▶ TEXTAUSZUG
In den kleinen Ort Ortis in Albernia, nahe des Farindelwalds führt das Abenteuer von Pascal M. Poolke. Hier offenbart sich recht schnell, dass es um Feenwesen geht, ist der Ort doch in einem gewissen Aufruhr, da sich anscheinend Übergriffe von Feenwesen gegen Menschen häufen. Das führt umgekehrt auch zu Gegenreaktionen, treffen die Spielercharaktere doch zum Einstieg auf eine schwer verletzte Diestelritterin, die von einigen Menschen angegriffen wurden. Im nahen Ortis kann die Verletzte versorgt werden und hier kann man sich auch an die Spur der Angreifer heften. Dazu sind einige Anlaufpunkte beschreiben, an denen man Informationen erhalten kann (wozu auch eine Karte von Ortis enthalten ist). U.a. erfährt man hier, dass es in der jüngeren Vergangenheit bereits Konflikte gegeben hat, die dazu führten, dass eine Gruppe von Holzfällern den Ort verlassen musste. Während des Aufenthalts der Heldengruppe eskaliert die Situation, indem die Feenwesen der Umgebung ein Ultimatum stellen, da sie sich umgekehrt angegriffen fühlen. Somit ist nunmehr große Eile geboten, aufzuklären, von wem die Aggressionen ausgehen. Dies mündet in ein durchaus kampflastiges Finale. Als Ergänzung existiert noch ein kleines Zusatzszenario, zudem sind ein paar Regeln zu Feenpakten beinhaltet.

▶ ROHDATEN
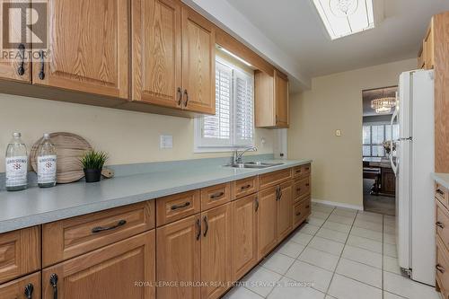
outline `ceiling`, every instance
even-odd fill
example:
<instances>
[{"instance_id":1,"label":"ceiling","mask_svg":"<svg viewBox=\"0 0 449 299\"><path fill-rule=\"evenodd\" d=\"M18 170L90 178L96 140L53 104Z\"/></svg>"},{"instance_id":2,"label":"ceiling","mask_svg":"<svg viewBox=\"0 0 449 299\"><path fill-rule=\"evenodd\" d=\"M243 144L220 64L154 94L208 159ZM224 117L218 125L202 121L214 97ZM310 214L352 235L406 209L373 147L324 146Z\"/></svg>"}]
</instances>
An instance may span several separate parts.
<instances>
[{"instance_id":1,"label":"ceiling","mask_svg":"<svg viewBox=\"0 0 449 299\"><path fill-rule=\"evenodd\" d=\"M375 29L330 40L312 0L226 0L308 76L417 57L430 17L449 0L384 1Z\"/></svg>"},{"instance_id":2,"label":"ceiling","mask_svg":"<svg viewBox=\"0 0 449 299\"><path fill-rule=\"evenodd\" d=\"M363 106L364 106L364 117L365 116L379 116L383 114L377 114L375 111L371 108L371 101L376 100L376 99L381 99L381 98L385 98L385 97L392 97L394 98L396 97L396 91L398 90L397 86L394 87L385 87L385 88L377 88L377 89L372 89L369 91L363 91L362 92L362 99L363 99ZM391 113L387 114L392 114L393 110L392 110Z\"/></svg>"}]
</instances>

▶ AUFGABEN ZUR ÜBUNG
1. Welche Gruppe musste laut Textauszug zum Abenteuer in Ortis den Ort wegen früherer Konflikte verlassen?
2. Gib den Absatz des Textauszugs zum Abenteuer in Ortis, der mit „In den kleinen Ort Ortis“ beginnt, als knappe Stichpunktliste wieder und behalte dabei die wesentlichen Fakten bei.
3. Setze den Textauszug zum Abenteuer in Ortis im Anschluss an seinen letzten Satz fort.
Für die Bearbeitung sind die Zeilen nicht erforderlich.

▶ LÖSUNGEN ZUR ÜBUNG
1. Eine Gruppe von Holzfällern.

2.
- Schauplatz: der kleine Ort Ortis in Albernia, nahe dem Farindelwald; Autor des Abenteuers ist Pascal M. Poolke.
- Thema: Feenwesen. Im Ort herrscht Aufruhr, weil sich Übergriffe von Feenwesen auf Menschen zu häufen scheinen.
- Einstieg: Die Spielercharaktere finden eine schwer verletzte Diestelritterin, die von Menschen angegriffen wurde.
- In Ortis wird die Verletzte versorgt, und die Gruppe kann die Spur der Angreifer aufnehmen.
- Für die Informationssuche sind mehrere Anlaufpunkte beschrieben; eine Karte von Ortis ist enthalten.
- Frühere Konflikte führten dazu, dass eine Gruppe von Holzfällern den Ort verlassen musste.
- Die Lage eskaliert: Die Feenwesen fühlen sich ihrerseits angegriffen und stellen ein Ultimatum. Daher muss rasch geklärt werden, von wem die Aggressionen ausgehen.
- Das Abenteuer endet mit einem kampflastigen Finale.
- Zusätzlich enthalten sind ein kleines Zusatzszenario und einige Regeln zu Feenpakten.

3.
II. Kritik

In vielerlei Hinsicht merkt man den drei Abenteuern durchaus ihre Herkunft als ursprüngliche Heldenwerke an, indem sie alle eher grob ausgeführt sind und stellenweise Handlungselemente eher skizziert sind, z.B. auch die Figuren. Der Platz wird zumeist auch dadurch etwas reduziert, dass alle Abenteuer eine komplexere Vorgeschichte haben, die weiter in der Vergangenheit liegt und mit älteren Konflikten verbunden ist.

Die Schauplätze sind zwar geografisch unterschiedlich gelegen, indem man Albernia, die Zyklopeninseln und den Windhag aufsucht, allerdings handelt es sich jeweils um Gegenden, in denen viele archaische Vorstellungen herrschen und die lokalen Mythen großen Einfluss auf das aktuelle Leben haben und nicht nur diffuse Geschichten aus alten Zeiten sind. Auch wenn die gehörnten Wesen jeweils sehr unterschiedlicher Natur sind (dämonischen, feeischen und natürlichen Ursprung haben), sind sie tatsächlich ein passendes thematisches Bindeglied. Zudem werden ähnlich breit gefächerte Fähigkeiten verlangt, indem man sich immer in den jeweiligen Ortschaften um eine Recherche zu den Hintergründen der alten Geheimnisse bemühen kann, sich ebenso in der umgebenden Wildnis beweisen muss und jeweils auch kämpferische Tugenden verlangt werden (gegen teils sehr starke Gegner).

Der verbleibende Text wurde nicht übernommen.